■ GOAL OF THE EXERCISE
Beginning with the line that contains "grey pebble that appears in the image above." and continuing through the last of the items below, rewrite every line, requests included, and add -143 to each bounding box coordinate in the answers.

■ SUPPLIED RECORDS
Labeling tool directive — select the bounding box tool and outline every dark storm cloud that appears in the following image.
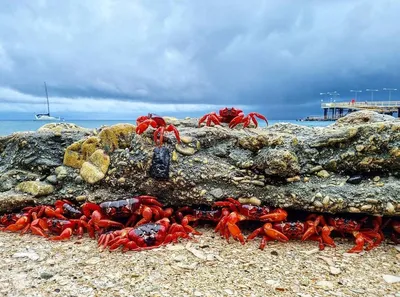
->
[0,0,400,118]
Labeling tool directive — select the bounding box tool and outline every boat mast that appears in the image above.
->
[44,82,50,116]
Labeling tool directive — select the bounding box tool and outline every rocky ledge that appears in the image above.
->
[0,112,400,216]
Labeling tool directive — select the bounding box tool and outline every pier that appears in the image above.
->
[319,100,400,121]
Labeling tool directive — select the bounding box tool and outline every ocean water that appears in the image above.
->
[0,120,333,136]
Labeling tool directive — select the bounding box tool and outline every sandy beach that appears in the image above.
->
[0,228,400,297]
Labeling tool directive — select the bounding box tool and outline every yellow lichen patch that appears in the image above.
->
[80,150,110,184]
[16,181,54,197]
[80,162,105,184]
[81,136,100,160]
[389,147,400,158]
[99,124,136,152]
[63,140,85,168]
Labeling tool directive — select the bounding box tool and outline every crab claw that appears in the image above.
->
[199,111,221,127]
[136,119,157,134]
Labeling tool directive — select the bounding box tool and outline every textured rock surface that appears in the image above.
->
[0,112,400,215]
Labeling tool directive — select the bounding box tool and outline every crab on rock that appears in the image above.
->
[309,215,384,253]
[214,197,287,244]
[98,218,189,251]
[136,113,181,146]
[199,107,268,128]
[247,216,325,250]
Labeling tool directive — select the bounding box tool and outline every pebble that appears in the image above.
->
[313,200,324,208]
[12,249,40,261]
[40,272,54,279]
[316,280,333,290]
[382,274,400,284]
[317,170,331,178]
[85,257,101,265]
[286,175,300,183]
[175,143,196,156]
[346,175,363,185]
[329,266,342,275]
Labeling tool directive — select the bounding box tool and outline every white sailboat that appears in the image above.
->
[35,82,61,121]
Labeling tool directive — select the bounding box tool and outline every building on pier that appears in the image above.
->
[319,100,400,121]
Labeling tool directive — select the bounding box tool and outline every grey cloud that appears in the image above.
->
[0,0,400,117]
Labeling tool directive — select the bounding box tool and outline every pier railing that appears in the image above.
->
[321,101,400,111]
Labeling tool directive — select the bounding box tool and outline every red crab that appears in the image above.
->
[309,215,384,253]
[98,218,189,251]
[247,216,325,250]
[46,219,90,240]
[136,113,181,146]
[175,206,229,235]
[2,205,66,236]
[214,198,287,244]
[382,218,400,244]
[199,107,268,128]
[82,195,172,238]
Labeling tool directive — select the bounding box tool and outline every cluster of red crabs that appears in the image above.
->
[136,107,268,146]
[0,196,400,253]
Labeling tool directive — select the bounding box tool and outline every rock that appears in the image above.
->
[149,147,170,180]
[46,175,57,185]
[54,166,68,180]
[346,175,363,185]
[317,170,331,178]
[254,148,300,177]
[89,150,110,174]
[40,272,54,279]
[316,280,334,291]
[99,124,136,153]
[0,191,35,213]
[15,181,54,197]
[80,162,105,184]
[0,110,400,216]
[372,176,381,182]
[382,274,400,284]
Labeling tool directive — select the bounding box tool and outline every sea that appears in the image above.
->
[0,120,333,136]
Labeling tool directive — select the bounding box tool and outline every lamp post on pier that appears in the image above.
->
[350,90,362,102]
[366,89,379,101]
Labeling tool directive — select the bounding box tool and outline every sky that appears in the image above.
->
[0,0,400,119]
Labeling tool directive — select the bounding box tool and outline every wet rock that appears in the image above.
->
[15,181,54,197]
[0,191,35,213]
[254,148,300,177]
[99,124,136,152]
[46,175,57,185]
[346,175,364,185]
[0,114,400,216]
[317,170,331,178]
[149,147,170,180]
[54,166,68,180]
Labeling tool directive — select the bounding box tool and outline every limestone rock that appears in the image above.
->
[99,124,136,152]
[16,181,54,197]
[254,148,300,177]
[89,150,110,174]
[0,191,35,213]
[80,162,105,184]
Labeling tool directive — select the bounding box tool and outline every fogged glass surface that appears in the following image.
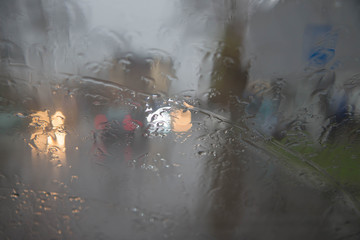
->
[0,0,360,240]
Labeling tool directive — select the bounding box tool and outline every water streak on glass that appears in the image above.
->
[0,0,360,240]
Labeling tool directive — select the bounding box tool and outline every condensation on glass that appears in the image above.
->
[0,0,360,240]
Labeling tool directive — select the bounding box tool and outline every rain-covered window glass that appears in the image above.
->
[0,0,360,240]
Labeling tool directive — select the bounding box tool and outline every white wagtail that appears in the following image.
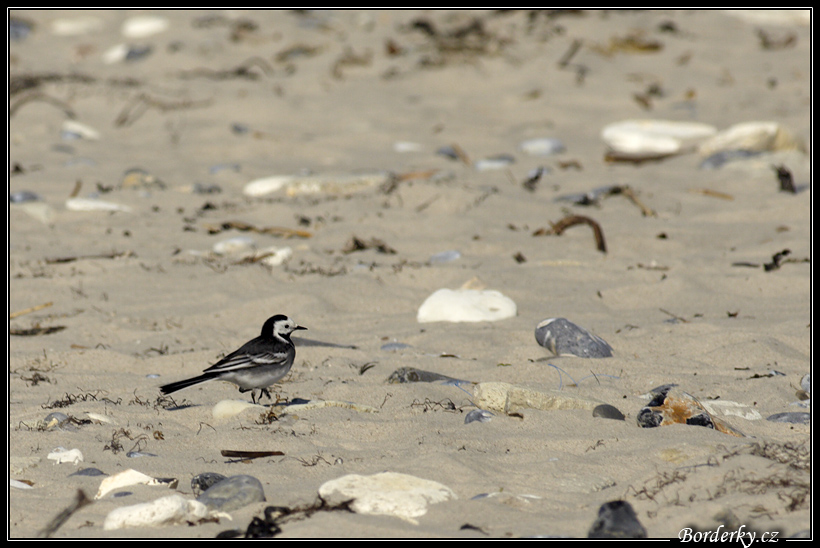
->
[159,314,307,403]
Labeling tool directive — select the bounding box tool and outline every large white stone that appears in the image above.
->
[103,495,208,531]
[319,472,458,523]
[416,288,518,323]
[601,120,717,158]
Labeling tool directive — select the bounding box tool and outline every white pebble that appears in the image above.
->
[260,247,293,266]
[416,288,518,323]
[51,17,103,36]
[121,15,170,38]
[62,120,100,141]
[211,400,266,419]
[103,495,208,531]
[319,472,458,523]
[601,120,717,158]
[518,137,565,156]
[213,236,255,255]
[698,122,805,156]
[65,198,131,211]
[94,468,176,499]
[46,447,83,464]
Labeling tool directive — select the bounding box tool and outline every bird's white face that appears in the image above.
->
[273,318,299,335]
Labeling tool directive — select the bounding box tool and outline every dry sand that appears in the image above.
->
[8,11,812,538]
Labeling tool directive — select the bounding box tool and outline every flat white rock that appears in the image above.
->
[94,468,175,499]
[416,288,518,323]
[244,172,390,196]
[211,400,266,419]
[65,198,131,211]
[103,495,208,531]
[120,15,171,38]
[319,472,458,523]
[698,122,806,156]
[601,120,717,158]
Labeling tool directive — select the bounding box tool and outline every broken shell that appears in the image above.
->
[535,318,612,358]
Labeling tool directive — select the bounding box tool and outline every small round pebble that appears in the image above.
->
[766,411,811,424]
[592,403,625,421]
[587,500,646,538]
[196,475,265,512]
[464,409,493,424]
[191,472,226,496]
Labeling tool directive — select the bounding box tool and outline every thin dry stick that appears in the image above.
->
[9,302,54,320]
[621,186,655,217]
[37,489,94,538]
[545,215,606,253]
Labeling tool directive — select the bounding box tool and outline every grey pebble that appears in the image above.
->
[700,149,760,169]
[429,249,461,264]
[592,403,626,421]
[464,409,493,424]
[535,318,612,358]
[191,472,226,496]
[587,500,646,538]
[387,367,470,385]
[196,475,265,512]
[766,411,811,424]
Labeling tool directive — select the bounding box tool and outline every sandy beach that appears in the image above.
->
[8,10,813,539]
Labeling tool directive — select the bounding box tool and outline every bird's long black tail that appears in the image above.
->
[159,374,216,394]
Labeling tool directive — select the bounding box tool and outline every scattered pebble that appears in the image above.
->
[9,190,42,204]
[65,198,131,212]
[46,447,83,464]
[60,120,100,141]
[191,472,225,496]
[535,318,612,358]
[9,478,34,489]
[387,367,470,386]
[211,400,266,419]
[125,451,158,459]
[212,236,256,255]
[120,167,165,190]
[379,342,412,352]
[120,15,171,38]
[244,172,390,196]
[51,16,104,36]
[587,500,646,538]
[416,288,518,323]
[103,495,208,531]
[393,141,423,153]
[94,468,179,499]
[698,122,806,157]
[518,137,566,156]
[473,382,604,415]
[464,409,494,424]
[766,411,811,424]
[473,154,515,171]
[319,472,458,524]
[601,120,717,160]
[699,150,760,170]
[592,403,626,421]
[9,16,34,42]
[555,185,620,205]
[637,384,745,438]
[196,475,265,512]
[69,468,108,478]
[428,249,461,264]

■ RESULT FOR THIS EXERCISE
Labeling tool directive — select the bounding box tool and outline every grey pebble that appears in the image above.
->
[557,6,617,26]
[286,106,318,121]
[449,260,483,278]
[321,266,350,281]
[392,175,469,215]
[48,329,83,353]
[444,357,503,395]
[244,224,327,242]
[53,332,122,369]
[623,268,668,281]
Labeling tool directive — select the bounding box tool and outline every sandy beach that appears in the image above.
->
[-135,-133,670,396]
Labeling tool directive — select the bounding box tool and outline every bird's long black tail that appears in the image above.
->
[16,231,73,251]
Labeling tool directive — select the bounding box tool and outline every scattered pebble that appears in the image above.
->
[-134,47,-101,61]
[-78,55,-12,69]
[-97,304,-60,321]
[-83,-23,-43,-2]
[48,329,82,353]
[392,175,469,215]
[-134,335,-109,346]
[244,224,327,243]
[68,257,123,276]
[-18,308,15,316]
[69,93,113,112]
[-23,24,22,47]
[236,199,269,209]
[-23,-128,28,-105]
[101,29,247,53]
[-92,-127,-39,-107]
[444,357,503,395]
[273,145,375,180]
[-40,352,65,388]
[250,-2,280,10]
[-49,325,36,356]
[555,-21,663,14]
[375,-6,423,13]
[330,239,461,272]
[321,266,351,281]
[623,268,668,281]
[330,11,372,28]
[176,329,315,381]
[458,-23,574,17]
[556,7,617,27]
[449,260,483,278]
[-134,-127,-109,-101]
[412,42,477,62]
[494,241,602,295]
[53,332,122,369]
[-74,325,-35,335]
[285,106,318,121]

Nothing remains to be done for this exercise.